— Exercise goal —
What follows is a set of entries. Repeat them exactly, but not their pictures.

-- Records shown follows --

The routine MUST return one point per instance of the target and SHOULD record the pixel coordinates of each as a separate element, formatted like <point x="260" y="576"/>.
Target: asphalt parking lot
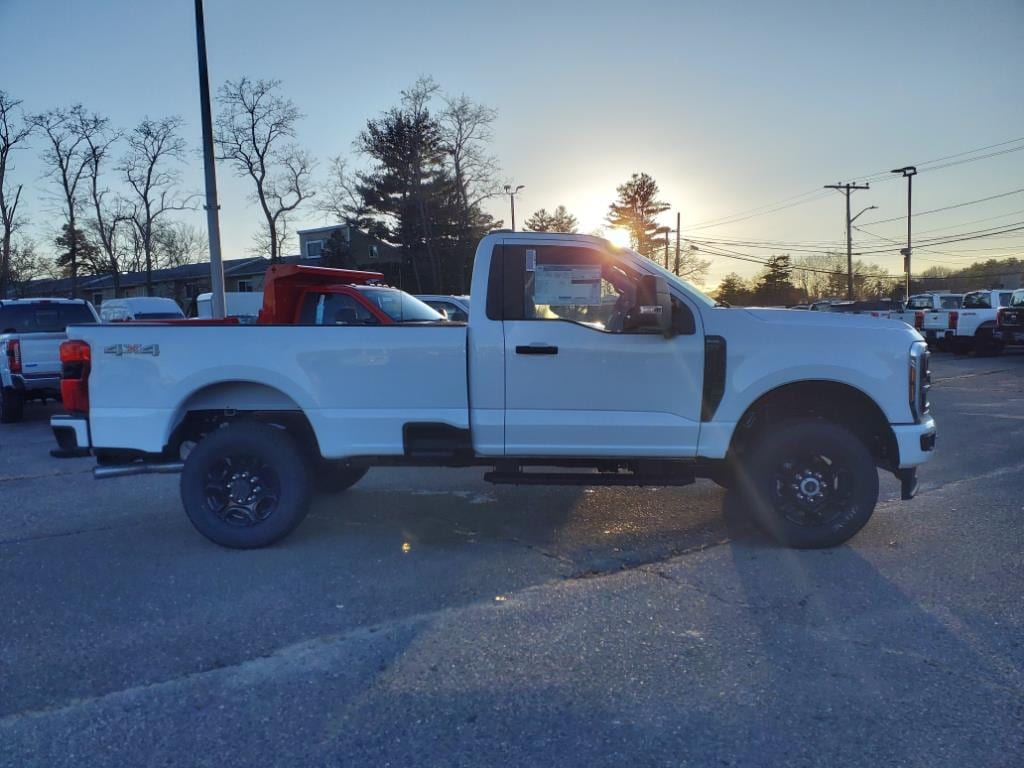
<point x="426" y="617"/>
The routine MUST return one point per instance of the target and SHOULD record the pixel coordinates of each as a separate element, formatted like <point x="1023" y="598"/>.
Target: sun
<point x="619" y="238"/>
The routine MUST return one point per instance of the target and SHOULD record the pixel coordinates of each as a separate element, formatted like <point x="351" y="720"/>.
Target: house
<point x="365" y="251"/>
<point x="179" y="283"/>
<point x="186" y="282"/>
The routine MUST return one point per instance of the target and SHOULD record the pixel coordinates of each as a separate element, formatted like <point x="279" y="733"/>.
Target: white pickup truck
<point x="31" y="332"/>
<point x="928" y="313"/>
<point x="581" y="364"/>
<point x="974" y="325"/>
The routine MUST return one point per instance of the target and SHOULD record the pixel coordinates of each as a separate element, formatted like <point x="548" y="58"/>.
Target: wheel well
<point x="827" y="400"/>
<point x="226" y="402"/>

-- Records shown concluded --

— The answer —
The routine MUST return one point per instance of the target and SHOULD record the pixel coordinates of each as a separate element, formatted like <point x="260" y="576"/>.
Target: asphalt parking lot
<point x="426" y="617"/>
The routine MUST return one point per instance of the target and SHOULD record the pixel coordinates of each as a separate element, formatted like <point x="1023" y="598"/>.
Target: sun
<point x="619" y="238"/>
The routine MUST return one point per instance of the target and SHOULD record the pixel coordinates of each as a separate element, formatted like <point x="351" y="720"/>.
Target: house
<point x="365" y="251"/>
<point x="179" y="283"/>
<point x="186" y="282"/>
The routine MUST return one point per instance of the target and SHOULD record the pixel coordinates of each as a separate element, formatted like <point x="279" y="733"/>.
Target: white pickup truck
<point x="31" y="332"/>
<point x="928" y="313"/>
<point x="581" y="364"/>
<point x="974" y="325"/>
The routine MUST return one point per instance of the target and SHOULD record the pixel coordinates of each as a separate element, formatted like <point x="548" y="58"/>.
Target: wheel well
<point x="827" y="400"/>
<point x="226" y="402"/>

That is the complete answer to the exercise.